Written exercise 1
Copy the dialogue-punctuation review from "-       Never end" to "with me lately.", swapping "blunt" for "direct" wherever it occurs.

===== Selected excerpt =====

Also, if there was a dialogue tag between a sentence (in my example, “he started” was in the middle of a speech), then the second half would not need to be capitalized since it is a continuation of the first sentence.

 

There’s one last thing: IF and ONLY if there is a dialogue tag, then you have to end the dialogue with a question mark, an exclamation mark, or a comma. That’s IF there is a dialogue tag present. If there’s NOT a dialogue tag after the dialogue, then you must never end the dialogue with a comma.

 

I probably sound confusing right now. I’m definitely not the best at explaining stuff (sorry for that). To sum it all up:

-       Each speaker gets their own paragraph (with only his or her own actions and speeches). You already follow this rule, though.

-       Do not capitalize dialogue tags (that is, unless they come before the dialogue/at the beginning of the sentence).

-       Never end dialogue with a period IF there is a dialogue tag after it.

 

I would’ve copied an excerpt from your story but I decided to make my own example because, that way, I’d be able to include every aspect: the dialogue tags, the actions, the punctuation, and so on. (Plus, I’m too lazy to re-type a whole section of your chapter…)

 

★ General Enjoyment/Last Comments 5/5

Ugh, I don’t know. I feel like I wasn’t blunt enough?? So yeah, I’m sorry for not being blunt enough! And I feel like I was a bit too… spazzy? Unprofessional? Yeah, something is seriously wrong with me lately.

===== Supplied material =====

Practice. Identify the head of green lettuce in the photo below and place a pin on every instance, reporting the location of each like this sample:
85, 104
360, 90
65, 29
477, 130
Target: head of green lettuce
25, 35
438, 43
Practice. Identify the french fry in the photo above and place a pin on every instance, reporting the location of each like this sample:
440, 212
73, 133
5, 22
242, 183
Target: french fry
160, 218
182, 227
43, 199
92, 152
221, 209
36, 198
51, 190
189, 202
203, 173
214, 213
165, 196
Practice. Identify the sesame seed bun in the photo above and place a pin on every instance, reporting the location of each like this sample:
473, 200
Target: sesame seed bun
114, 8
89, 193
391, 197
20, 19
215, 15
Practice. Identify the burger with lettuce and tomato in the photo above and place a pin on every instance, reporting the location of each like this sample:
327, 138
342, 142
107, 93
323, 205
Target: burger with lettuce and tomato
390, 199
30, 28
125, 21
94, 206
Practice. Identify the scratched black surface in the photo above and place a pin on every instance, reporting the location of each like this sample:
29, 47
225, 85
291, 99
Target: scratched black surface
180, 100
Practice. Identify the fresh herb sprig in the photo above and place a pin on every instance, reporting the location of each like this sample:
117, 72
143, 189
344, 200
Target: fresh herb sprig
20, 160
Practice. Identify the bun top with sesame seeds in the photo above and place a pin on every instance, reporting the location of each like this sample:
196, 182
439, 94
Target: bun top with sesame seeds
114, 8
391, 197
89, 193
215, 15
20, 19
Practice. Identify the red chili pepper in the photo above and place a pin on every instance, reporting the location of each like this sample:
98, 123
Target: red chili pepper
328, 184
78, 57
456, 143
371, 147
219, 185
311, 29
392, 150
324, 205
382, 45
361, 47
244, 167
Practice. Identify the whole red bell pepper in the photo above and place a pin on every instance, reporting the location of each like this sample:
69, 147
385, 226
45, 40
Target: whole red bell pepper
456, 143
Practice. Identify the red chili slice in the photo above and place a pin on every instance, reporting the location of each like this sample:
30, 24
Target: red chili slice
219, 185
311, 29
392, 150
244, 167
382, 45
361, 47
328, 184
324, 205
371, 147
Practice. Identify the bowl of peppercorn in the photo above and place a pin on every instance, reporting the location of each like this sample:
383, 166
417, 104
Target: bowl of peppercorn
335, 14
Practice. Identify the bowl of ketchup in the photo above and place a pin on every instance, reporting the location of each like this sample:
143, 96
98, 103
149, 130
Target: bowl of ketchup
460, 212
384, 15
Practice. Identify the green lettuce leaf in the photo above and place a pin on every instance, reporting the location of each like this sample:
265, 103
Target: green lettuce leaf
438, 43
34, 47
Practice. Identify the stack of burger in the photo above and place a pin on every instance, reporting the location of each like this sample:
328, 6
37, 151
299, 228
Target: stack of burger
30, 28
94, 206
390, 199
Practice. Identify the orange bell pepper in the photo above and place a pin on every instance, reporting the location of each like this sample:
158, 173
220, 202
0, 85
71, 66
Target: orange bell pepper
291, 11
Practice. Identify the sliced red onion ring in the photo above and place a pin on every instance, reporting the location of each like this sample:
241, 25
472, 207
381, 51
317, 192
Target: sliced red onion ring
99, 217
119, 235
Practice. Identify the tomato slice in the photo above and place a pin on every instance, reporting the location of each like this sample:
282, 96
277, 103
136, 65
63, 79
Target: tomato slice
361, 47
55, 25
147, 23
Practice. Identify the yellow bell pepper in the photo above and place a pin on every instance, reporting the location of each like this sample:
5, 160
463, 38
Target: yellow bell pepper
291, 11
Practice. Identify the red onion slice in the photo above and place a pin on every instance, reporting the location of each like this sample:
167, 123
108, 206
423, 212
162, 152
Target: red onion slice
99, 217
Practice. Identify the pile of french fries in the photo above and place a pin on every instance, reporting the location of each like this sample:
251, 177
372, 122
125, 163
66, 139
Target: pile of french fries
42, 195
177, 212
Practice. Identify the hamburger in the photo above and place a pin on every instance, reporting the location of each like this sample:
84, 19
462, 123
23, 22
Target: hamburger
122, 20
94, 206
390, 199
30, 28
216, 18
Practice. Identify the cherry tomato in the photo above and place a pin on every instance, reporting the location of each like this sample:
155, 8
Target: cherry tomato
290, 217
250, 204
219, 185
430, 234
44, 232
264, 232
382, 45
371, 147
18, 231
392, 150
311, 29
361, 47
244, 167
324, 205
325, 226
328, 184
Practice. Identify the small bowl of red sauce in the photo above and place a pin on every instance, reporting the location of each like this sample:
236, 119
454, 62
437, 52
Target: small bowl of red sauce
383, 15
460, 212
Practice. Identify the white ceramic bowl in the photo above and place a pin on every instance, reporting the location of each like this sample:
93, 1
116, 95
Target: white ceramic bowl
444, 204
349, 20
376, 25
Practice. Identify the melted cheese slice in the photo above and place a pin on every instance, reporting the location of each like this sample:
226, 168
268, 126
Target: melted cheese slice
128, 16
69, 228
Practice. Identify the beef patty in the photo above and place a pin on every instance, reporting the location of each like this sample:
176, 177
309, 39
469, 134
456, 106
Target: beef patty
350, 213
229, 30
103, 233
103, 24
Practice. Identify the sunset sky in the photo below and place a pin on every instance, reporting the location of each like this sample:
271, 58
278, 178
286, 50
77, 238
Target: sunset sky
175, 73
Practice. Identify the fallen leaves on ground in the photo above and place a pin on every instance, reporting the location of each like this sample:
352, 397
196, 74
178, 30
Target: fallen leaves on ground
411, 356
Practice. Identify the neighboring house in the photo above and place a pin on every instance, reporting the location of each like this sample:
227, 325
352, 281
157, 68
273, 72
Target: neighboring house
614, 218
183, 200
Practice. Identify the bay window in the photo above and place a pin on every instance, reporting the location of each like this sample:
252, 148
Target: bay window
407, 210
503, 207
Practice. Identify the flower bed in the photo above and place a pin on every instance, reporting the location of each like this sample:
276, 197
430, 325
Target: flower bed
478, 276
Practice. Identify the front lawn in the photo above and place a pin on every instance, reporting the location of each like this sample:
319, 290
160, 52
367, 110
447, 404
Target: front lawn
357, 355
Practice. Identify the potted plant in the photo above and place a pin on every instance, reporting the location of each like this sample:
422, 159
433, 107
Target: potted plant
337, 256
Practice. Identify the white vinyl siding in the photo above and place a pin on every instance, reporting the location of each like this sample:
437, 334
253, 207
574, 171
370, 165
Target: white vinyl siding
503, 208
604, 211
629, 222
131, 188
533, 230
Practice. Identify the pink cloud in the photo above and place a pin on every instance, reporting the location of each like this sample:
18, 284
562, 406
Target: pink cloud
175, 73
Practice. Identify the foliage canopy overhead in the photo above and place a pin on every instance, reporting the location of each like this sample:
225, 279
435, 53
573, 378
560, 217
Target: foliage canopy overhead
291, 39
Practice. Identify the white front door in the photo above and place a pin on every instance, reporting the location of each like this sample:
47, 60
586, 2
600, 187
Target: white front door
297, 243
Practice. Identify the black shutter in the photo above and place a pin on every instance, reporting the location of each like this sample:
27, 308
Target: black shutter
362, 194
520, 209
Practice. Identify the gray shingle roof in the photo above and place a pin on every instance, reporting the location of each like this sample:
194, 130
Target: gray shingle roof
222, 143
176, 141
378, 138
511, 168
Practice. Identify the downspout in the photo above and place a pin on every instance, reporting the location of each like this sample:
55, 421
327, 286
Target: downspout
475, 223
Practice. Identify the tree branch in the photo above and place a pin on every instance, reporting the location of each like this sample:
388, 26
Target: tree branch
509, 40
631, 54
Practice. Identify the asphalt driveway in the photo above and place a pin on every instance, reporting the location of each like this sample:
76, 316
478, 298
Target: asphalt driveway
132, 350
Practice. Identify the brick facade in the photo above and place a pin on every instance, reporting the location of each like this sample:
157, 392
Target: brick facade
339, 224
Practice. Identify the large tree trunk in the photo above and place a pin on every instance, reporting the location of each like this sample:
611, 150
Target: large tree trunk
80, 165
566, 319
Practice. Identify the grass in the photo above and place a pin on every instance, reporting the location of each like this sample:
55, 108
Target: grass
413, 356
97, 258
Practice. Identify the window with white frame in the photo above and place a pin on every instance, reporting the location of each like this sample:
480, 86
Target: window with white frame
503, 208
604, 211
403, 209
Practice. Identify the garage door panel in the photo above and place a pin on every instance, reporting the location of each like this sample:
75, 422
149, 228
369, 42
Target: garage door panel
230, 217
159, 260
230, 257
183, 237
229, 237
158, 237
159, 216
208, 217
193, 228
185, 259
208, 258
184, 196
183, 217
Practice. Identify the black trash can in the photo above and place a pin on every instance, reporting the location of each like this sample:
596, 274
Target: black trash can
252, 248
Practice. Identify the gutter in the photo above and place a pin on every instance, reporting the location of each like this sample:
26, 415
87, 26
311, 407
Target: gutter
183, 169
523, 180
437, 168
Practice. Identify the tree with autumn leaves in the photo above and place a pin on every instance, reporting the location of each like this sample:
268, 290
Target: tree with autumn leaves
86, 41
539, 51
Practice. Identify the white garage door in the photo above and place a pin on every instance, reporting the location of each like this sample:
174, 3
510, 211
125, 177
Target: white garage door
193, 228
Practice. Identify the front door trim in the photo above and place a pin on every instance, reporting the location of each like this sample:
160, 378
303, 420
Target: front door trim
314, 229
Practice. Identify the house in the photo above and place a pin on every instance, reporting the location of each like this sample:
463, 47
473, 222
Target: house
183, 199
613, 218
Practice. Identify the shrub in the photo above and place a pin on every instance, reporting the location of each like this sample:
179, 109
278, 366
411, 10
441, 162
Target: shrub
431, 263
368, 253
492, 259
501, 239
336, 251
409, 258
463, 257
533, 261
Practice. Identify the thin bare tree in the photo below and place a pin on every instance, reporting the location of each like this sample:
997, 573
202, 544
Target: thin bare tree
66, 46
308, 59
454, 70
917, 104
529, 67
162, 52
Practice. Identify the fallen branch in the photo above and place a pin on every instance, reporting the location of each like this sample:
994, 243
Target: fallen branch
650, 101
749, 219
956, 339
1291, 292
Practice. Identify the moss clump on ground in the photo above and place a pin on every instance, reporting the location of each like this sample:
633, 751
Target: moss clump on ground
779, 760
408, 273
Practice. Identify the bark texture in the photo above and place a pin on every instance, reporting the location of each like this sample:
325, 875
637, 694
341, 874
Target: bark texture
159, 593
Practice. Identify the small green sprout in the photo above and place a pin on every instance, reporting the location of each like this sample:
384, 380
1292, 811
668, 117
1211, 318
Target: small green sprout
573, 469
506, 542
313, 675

=====

Written exercise 2
Pull out every line of the listing that contains the string "ketchup".

Written answer 1
-       Never end dialogue with a period IF there is a dialogue tag after it.

 

I would’ve copied an excerpt from your story but I decided to make my own example because, that way, I’d be able to include every aspect: the dialogue tags, the actions, the punctuation, and so on. (Plus, I’m too lazy to re-type a whole section of your chapter…)

 

★ General Enjoyment/Last Comments 5/5

Ugh, I don’t know. I feel like I wasn’t direct enough?? So yeah, I’m sorry for not being direct enough! And I feel like I was a bit too… spazzy? Unprofessional? Yeah, something is seriously wrong with me lately.

Written answer 2
Practice. Identify the bowl of ketchup in the photo above and place a pin on every instance, reporting the location of each like this sample:
Target: bowl of ketchup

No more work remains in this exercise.